-- start SUPPLIED MATERIAL --
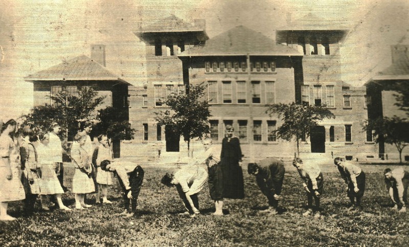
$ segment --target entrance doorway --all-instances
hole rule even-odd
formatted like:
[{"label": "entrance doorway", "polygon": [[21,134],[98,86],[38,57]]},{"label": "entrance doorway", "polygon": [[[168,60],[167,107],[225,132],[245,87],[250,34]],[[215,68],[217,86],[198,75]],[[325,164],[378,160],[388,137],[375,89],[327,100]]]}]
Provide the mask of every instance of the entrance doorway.
[{"label": "entrance doorway", "polygon": [[325,152],[325,128],[324,126],[314,127],[311,132],[310,138],[311,152]]},{"label": "entrance doorway", "polygon": [[166,141],[167,152],[178,152],[180,134],[174,127],[165,127],[165,137]]}]

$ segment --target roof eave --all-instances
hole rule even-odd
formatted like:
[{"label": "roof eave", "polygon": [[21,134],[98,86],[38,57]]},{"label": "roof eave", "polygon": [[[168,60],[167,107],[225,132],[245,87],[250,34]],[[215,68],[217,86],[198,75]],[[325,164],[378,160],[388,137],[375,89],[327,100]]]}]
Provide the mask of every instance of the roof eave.
[{"label": "roof eave", "polygon": [[303,56],[298,53],[193,53],[179,54],[178,57],[206,57],[212,56]]}]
-- end SUPPLIED MATERIAL --
#### [WORK TO COMPLETE]
Can you give all the material again with every "Provide" replaced by "Return" and nothing else changed, leaving out the pictures?

#### [COMPLETE RESPONSE]
$ segment --target entrance doorway --all-instances
hole rule even-odd
formatted like:
[{"label": "entrance doorway", "polygon": [[21,134],[98,86],[38,57]]},{"label": "entrance doorway", "polygon": [[[168,60],[167,107],[225,132],[245,87],[250,34]],[[215,68],[217,86],[198,75]],[[325,164],[378,160],[388,137],[375,89],[327,100]]]}]
Return the mask of every instance of the entrance doorway.
[{"label": "entrance doorway", "polygon": [[325,152],[325,128],[324,126],[314,127],[311,132],[310,138],[311,152]]},{"label": "entrance doorway", "polygon": [[166,141],[167,152],[178,152],[180,134],[174,127],[165,127],[165,137]]}]

$ segment --target roof eave --all-instances
hole rule even-odd
formatted like:
[{"label": "roof eave", "polygon": [[21,134],[98,86],[38,57]]},{"label": "roof eave", "polygon": [[[168,60],[167,107],[225,132],[245,87],[250,34]],[[215,68],[217,86],[198,75]],[[325,164],[378,160],[388,137],[375,89],[327,100]]]}]
Return the mask of every instance of the roof eave.
[{"label": "roof eave", "polygon": [[303,56],[298,53],[193,53],[179,54],[178,57],[206,57],[212,56]]}]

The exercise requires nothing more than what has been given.